Object point labels
----
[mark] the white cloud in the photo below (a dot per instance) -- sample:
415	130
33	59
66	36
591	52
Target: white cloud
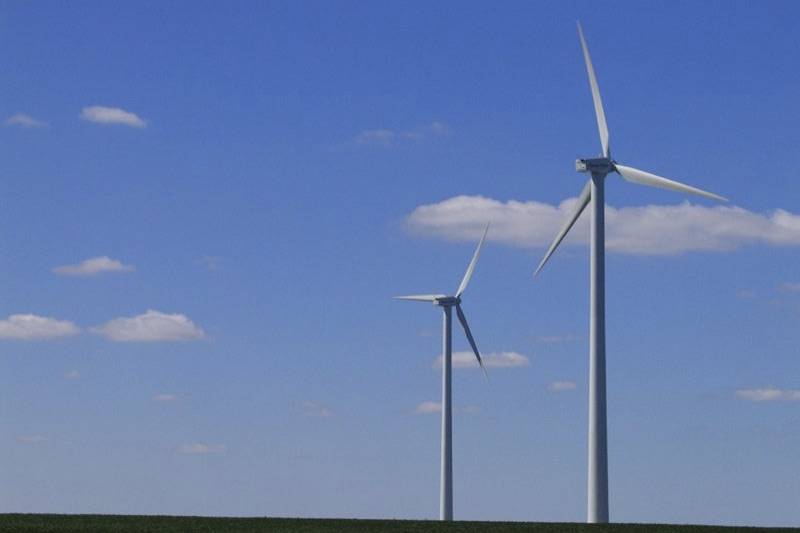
31	439
93	266
561	386
381	137
199	448
112	115
647	230
495	359
25	121
387	137
150	327
315	409
165	398
769	394
790	287
33	327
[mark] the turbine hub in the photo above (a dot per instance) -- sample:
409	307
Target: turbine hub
598	165
448	301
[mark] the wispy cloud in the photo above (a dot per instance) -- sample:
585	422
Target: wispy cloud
200	448
316	410
112	115
31	439
93	266
151	326
25	121
388	137
561	386
34	327
769	394
492	360
648	230
430	408
163	398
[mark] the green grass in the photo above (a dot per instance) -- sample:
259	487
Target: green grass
188	524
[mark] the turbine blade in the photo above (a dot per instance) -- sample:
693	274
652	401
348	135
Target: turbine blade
471	267
598	103
583	200
463	320
420	297
645	178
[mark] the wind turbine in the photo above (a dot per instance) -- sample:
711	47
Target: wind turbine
447	303
599	168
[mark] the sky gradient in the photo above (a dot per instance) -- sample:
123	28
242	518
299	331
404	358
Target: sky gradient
206	209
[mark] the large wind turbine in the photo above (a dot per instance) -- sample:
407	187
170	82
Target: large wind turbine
599	167
447	303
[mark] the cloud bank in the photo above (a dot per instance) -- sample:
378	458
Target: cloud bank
151	326
769	394
493	360
34	327
92	267
387	137
111	115
647	230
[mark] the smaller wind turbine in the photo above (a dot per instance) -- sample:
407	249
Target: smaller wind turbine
447	303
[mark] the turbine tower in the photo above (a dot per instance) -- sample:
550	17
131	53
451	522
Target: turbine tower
599	168
447	303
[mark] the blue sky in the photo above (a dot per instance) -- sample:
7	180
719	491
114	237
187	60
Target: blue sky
207	209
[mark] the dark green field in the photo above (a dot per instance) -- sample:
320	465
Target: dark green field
170	524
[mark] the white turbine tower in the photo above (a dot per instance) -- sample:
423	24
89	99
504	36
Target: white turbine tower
447	303
593	191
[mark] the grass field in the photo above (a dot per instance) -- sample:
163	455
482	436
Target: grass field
176	524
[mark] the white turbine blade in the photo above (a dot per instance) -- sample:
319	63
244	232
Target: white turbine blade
598	103
583	200
471	267
463	320
645	178
420	297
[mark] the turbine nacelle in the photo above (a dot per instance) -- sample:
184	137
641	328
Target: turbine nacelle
596	165
447	301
----
Can you quote all the lines of the records above word for word, leaving out the pictures?

RESPONSE:
[mark] the white cloud in the photo below (a dot per instance) -- sample:
415	130
33	59
66	36
591	52
Target: white cloud
31	439
93	266
561	386
381	137
199	448
112	115
647	230
495	359
25	121
387	137
150	327
315	409
165	398
769	394
790	287
33	327
[mark] the turbine hub in the photo above (a dot per instance) -- sample:
409	307
Target: turbine hub
598	165
448	301
[mark] the wispy cloud in the photo above (a dot per instance) -- sample:
585	422
Target: wispy cloud
200	448
316	410
112	115
31	439
93	266
151	326
25	121
388	137
561	386
34	327
769	394
492	360
648	230
430	408
163	398
[mark] the green grass in the photo above (a dot per instance) -- sample:
259	487
Target: green grass
188	524
[mark] the turbine blade in the photo above (a dot per instance) -- sample:
693	274
652	401
348	135
Target: turbine blade
471	267
598	103
583	200
463	320
420	297
645	178
[mark] the wind turbine in the photo above (a dot per instance) -- sample:
711	47
Target: wind turbine
447	303
599	168
[mark] the sky gradient in the photo above (a dot per instance) -- sample:
123	28
242	518
299	331
404	358
Target: sky gradient
206	209
[mark] the large wind turbine in the photo above (a dot per instance) -- sample:
407	187
170	82
Target: large wind turbine
599	167
447	303
[mark] the cloud bank in the photo above (a dot per instance) -- sample:
378	458
Target: cloud bank
151	326
769	394
493	360
34	327
92	267
387	137
111	115
647	230
[mark] the smaller wind turbine in the photo above (a dot per instance) -- sample:
407	249
Target: smaller wind turbine
447	303
[mark] the turbine tower in the photo above (a dot per instance) -- sample:
550	17
131	53
451	522
Target: turbine tower
599	168
447	303
[mark] the blue sky in the photo above (a dot per instance) -- sample:
7	180
719	491
114	237
187	60
Target: blue sky
207	209
[mark] the dark green field in the photo above (a dot per instance) -- sample:
320	465
Target: dark green field
170	524
[mark] the white turbine tower in the photo above (a dot per instance) -- sample:
423	24
89	99
504	36
Target: white turbine tower
447	303
593	191
[mark] the grass field in the photo above (a dot per instance) -- sample:
163	455
482	436
Target: grass field
176	524
[mark] the white turbine blade in the photo above (a dot per instance) -- sample:
319	63
244	232
Target: white turbine blade
598	103
583	200
471	267
463	320
645	178
420	297
[mark] the turbine nacelle in the photo above (a dot per instance) -- sample:
184	137
641	328
Target: turbine nacelle
596	165
447	301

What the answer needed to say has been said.